SOURCE RECORDS:
# # # # # # #

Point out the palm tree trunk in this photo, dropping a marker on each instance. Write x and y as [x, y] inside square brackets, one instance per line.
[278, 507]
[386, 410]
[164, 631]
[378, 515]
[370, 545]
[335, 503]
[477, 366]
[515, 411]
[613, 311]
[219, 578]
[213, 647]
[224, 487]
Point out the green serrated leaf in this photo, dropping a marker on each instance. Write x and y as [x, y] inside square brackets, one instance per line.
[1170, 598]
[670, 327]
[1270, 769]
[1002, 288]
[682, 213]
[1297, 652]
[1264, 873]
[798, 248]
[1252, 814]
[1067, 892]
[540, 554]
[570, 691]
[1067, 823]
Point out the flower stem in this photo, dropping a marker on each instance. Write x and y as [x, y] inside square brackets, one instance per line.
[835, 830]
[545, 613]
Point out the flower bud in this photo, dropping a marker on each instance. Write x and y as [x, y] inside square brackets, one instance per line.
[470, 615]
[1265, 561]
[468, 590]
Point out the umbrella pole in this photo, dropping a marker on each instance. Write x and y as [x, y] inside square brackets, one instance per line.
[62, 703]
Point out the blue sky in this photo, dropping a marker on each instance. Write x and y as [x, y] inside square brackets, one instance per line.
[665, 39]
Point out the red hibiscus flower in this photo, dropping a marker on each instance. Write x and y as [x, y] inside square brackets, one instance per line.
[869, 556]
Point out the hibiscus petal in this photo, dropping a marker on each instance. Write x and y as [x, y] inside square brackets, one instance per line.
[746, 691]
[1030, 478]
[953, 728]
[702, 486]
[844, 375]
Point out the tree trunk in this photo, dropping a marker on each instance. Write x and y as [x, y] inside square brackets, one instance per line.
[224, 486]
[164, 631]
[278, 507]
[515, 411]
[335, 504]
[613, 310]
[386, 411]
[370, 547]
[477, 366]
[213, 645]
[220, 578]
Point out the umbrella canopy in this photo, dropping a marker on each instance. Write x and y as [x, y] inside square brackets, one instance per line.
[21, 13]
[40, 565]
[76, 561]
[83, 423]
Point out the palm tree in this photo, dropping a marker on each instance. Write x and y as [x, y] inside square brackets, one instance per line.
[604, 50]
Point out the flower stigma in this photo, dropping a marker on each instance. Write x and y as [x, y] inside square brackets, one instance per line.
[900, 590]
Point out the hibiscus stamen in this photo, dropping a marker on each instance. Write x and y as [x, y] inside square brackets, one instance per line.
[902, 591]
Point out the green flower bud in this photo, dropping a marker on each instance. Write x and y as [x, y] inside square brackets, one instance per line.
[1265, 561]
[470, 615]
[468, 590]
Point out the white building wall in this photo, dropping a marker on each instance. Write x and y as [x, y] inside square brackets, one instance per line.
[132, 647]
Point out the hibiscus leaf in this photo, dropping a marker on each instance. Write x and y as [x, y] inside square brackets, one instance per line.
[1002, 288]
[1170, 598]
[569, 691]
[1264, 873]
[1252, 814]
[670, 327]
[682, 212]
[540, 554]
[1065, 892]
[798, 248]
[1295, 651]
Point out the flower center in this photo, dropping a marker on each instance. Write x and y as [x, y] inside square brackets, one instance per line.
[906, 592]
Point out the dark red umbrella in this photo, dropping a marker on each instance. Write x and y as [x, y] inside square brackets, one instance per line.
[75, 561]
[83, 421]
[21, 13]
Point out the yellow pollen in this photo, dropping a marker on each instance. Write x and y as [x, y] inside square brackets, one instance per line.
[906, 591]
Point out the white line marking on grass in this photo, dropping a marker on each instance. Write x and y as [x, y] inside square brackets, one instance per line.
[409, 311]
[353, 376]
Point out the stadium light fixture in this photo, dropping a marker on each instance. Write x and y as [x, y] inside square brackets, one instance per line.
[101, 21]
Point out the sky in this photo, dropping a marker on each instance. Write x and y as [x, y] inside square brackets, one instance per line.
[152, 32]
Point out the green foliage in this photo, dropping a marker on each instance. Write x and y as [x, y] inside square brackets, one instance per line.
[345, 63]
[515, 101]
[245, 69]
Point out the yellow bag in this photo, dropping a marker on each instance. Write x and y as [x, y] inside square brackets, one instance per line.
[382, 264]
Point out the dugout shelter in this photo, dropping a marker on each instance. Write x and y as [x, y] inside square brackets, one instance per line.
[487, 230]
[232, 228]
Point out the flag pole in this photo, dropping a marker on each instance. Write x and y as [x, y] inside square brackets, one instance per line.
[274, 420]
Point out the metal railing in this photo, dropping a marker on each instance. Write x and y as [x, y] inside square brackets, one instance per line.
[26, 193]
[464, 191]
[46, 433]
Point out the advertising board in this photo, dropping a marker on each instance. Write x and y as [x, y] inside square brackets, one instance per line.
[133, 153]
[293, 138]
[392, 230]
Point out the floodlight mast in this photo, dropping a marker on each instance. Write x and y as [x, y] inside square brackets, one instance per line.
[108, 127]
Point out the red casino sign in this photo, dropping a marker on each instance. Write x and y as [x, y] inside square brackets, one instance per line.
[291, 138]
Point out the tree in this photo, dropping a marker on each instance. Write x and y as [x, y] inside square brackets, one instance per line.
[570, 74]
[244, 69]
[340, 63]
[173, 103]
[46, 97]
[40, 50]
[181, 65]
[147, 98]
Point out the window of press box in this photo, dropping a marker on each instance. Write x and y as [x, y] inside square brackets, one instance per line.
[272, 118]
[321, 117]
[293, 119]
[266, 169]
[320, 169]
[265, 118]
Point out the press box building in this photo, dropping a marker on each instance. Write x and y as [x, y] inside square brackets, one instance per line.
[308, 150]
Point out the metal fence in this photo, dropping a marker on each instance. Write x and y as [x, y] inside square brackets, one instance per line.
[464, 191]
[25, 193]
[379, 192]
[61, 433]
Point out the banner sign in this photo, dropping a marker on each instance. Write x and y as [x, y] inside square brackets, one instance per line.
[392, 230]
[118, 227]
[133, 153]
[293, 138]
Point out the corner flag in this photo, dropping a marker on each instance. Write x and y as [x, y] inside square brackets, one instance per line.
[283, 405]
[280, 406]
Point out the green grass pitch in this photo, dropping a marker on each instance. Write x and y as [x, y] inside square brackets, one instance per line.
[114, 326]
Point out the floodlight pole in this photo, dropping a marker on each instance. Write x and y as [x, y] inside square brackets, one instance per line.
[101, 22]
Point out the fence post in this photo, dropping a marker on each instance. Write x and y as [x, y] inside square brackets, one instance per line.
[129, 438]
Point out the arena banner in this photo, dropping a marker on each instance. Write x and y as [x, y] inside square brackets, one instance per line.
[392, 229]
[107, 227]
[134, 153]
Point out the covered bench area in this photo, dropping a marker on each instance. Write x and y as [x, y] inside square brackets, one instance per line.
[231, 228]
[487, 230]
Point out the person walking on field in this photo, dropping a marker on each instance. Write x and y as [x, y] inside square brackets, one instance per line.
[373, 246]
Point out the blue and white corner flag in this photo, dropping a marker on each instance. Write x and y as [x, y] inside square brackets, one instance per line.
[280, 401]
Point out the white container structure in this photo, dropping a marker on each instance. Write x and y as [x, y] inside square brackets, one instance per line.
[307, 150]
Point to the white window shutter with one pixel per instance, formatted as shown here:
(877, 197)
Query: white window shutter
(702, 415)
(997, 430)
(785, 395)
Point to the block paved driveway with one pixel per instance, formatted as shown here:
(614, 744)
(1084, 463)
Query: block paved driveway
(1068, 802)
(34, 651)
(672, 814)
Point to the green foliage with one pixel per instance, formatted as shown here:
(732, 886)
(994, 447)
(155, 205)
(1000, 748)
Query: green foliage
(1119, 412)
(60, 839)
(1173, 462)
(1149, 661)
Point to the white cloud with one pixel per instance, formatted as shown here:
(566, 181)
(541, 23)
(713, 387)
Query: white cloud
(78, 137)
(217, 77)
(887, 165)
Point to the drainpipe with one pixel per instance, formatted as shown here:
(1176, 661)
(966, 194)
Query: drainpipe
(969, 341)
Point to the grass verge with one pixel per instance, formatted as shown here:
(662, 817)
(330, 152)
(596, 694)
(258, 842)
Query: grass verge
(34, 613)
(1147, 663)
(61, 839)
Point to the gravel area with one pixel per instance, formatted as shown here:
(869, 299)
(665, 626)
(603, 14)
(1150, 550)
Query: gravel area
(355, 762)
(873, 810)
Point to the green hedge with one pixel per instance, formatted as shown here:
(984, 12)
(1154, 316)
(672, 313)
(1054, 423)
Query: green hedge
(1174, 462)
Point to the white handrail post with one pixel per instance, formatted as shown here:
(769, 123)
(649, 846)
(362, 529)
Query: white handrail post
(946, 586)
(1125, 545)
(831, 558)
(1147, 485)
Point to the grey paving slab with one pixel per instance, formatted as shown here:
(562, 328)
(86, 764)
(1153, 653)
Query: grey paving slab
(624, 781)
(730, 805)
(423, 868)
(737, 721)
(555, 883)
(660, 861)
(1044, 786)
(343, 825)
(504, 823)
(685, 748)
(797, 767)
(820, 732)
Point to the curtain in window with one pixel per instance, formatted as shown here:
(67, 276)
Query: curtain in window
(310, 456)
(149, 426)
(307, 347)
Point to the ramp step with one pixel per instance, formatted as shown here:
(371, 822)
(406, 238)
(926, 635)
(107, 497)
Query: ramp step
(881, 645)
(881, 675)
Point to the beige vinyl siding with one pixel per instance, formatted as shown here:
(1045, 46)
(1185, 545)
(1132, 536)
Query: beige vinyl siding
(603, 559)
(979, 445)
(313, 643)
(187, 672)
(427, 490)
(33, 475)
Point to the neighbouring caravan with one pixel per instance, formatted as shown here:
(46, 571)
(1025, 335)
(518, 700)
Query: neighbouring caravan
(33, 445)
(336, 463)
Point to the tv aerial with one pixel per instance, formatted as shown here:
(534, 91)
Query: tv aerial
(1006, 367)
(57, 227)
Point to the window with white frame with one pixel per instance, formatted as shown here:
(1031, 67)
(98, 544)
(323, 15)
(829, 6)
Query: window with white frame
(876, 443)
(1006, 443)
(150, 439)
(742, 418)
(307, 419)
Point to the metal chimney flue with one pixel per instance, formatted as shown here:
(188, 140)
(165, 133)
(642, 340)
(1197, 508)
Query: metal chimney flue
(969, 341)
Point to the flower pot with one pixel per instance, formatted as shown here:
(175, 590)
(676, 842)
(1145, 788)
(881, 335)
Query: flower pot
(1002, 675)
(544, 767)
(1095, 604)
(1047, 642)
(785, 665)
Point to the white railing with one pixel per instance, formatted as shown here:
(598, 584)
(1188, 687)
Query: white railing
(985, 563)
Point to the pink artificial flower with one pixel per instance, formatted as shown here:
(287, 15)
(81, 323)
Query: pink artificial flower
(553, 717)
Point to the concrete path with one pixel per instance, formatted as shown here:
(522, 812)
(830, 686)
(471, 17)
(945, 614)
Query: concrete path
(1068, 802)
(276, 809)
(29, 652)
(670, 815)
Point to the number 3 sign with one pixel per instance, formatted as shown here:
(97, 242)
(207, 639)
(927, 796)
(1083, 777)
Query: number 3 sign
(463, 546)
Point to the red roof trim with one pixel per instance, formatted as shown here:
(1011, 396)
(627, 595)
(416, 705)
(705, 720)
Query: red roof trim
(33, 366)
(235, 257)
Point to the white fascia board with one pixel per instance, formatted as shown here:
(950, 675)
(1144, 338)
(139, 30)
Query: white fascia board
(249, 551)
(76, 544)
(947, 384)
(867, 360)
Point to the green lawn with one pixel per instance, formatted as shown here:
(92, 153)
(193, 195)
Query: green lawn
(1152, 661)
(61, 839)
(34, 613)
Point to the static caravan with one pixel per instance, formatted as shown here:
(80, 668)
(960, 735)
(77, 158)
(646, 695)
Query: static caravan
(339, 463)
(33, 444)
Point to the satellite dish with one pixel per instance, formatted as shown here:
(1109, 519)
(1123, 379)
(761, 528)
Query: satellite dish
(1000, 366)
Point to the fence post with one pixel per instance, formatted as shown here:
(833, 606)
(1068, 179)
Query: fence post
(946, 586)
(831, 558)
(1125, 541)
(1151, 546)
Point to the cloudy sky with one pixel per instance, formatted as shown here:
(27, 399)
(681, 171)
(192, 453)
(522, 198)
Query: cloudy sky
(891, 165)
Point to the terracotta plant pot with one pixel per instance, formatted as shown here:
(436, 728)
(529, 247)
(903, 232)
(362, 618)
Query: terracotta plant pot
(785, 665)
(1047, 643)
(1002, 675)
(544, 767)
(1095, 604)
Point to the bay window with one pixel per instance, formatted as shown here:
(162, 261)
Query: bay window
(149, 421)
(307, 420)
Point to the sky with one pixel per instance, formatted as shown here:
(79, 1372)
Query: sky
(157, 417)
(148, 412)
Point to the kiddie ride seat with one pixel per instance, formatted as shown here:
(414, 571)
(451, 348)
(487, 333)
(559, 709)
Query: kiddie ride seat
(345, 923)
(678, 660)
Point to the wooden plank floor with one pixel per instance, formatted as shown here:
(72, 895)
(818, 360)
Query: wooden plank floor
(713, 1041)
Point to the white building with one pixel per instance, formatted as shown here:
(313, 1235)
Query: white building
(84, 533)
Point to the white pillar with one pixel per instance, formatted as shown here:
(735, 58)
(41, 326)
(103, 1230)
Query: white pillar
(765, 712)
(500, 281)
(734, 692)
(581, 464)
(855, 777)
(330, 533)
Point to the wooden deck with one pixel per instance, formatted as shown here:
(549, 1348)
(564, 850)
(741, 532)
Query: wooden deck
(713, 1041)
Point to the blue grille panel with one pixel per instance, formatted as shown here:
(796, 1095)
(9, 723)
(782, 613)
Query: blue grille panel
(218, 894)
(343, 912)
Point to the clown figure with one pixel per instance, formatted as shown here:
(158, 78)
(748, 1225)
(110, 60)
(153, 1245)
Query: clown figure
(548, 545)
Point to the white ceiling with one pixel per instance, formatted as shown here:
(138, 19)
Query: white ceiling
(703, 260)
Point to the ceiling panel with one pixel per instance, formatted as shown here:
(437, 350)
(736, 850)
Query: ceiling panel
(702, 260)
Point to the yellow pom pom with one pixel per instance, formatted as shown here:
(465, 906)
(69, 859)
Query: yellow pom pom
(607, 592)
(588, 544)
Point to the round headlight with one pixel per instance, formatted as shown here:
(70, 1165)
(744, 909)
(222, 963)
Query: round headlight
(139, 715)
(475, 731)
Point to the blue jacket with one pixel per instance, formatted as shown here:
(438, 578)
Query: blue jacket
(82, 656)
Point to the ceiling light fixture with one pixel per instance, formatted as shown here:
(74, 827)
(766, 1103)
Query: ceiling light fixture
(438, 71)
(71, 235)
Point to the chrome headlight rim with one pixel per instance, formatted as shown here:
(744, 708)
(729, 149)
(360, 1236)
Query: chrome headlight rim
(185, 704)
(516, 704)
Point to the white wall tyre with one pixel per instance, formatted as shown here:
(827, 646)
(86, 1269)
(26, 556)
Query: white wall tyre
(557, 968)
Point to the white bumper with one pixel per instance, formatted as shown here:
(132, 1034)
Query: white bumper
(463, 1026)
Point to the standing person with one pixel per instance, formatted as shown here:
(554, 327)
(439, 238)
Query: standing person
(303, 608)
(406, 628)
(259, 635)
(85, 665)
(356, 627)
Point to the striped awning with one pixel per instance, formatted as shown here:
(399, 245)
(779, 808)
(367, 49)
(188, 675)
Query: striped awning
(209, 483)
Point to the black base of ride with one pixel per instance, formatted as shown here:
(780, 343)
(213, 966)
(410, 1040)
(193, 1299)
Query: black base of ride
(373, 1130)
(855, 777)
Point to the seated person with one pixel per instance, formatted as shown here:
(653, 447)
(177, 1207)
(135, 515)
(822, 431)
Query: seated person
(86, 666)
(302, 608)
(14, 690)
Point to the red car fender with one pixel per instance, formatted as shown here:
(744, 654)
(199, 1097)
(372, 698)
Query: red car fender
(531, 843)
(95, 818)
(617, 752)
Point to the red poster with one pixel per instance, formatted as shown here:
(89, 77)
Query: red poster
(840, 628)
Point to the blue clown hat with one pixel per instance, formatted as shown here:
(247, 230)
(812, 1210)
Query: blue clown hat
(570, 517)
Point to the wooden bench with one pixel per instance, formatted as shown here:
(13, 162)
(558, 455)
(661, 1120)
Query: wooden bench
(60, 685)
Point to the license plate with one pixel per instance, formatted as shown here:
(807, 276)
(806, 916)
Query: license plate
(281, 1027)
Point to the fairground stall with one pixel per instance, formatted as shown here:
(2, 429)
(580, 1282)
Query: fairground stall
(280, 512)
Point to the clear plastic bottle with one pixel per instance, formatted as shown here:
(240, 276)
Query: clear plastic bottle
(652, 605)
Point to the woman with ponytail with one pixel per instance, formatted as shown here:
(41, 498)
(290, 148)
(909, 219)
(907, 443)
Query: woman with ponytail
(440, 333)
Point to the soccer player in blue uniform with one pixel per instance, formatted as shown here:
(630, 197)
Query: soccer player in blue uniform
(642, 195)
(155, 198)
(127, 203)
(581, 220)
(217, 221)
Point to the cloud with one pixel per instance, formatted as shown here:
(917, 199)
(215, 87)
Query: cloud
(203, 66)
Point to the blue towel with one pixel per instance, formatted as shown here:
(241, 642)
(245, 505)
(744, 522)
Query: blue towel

# # # # # # #

THE EXERCISE: Please reproduce word for word everything in the listing above, from the line containing "Point to the wooden bench" down through the line containing "(281, 1027)", including both of those lines.

CORRECT ANSWER:
Point to the wooden bench with one pixel per instance, formatted as shown here:
(13, 162)
(558, 455)
(661, 1120)
Query: wooden bench
(60, 685)
Point to the license plate with one pixel per instance, formatted as shown here:
(807, 276)
(806, 916)
Query: license plate
(281, 1027)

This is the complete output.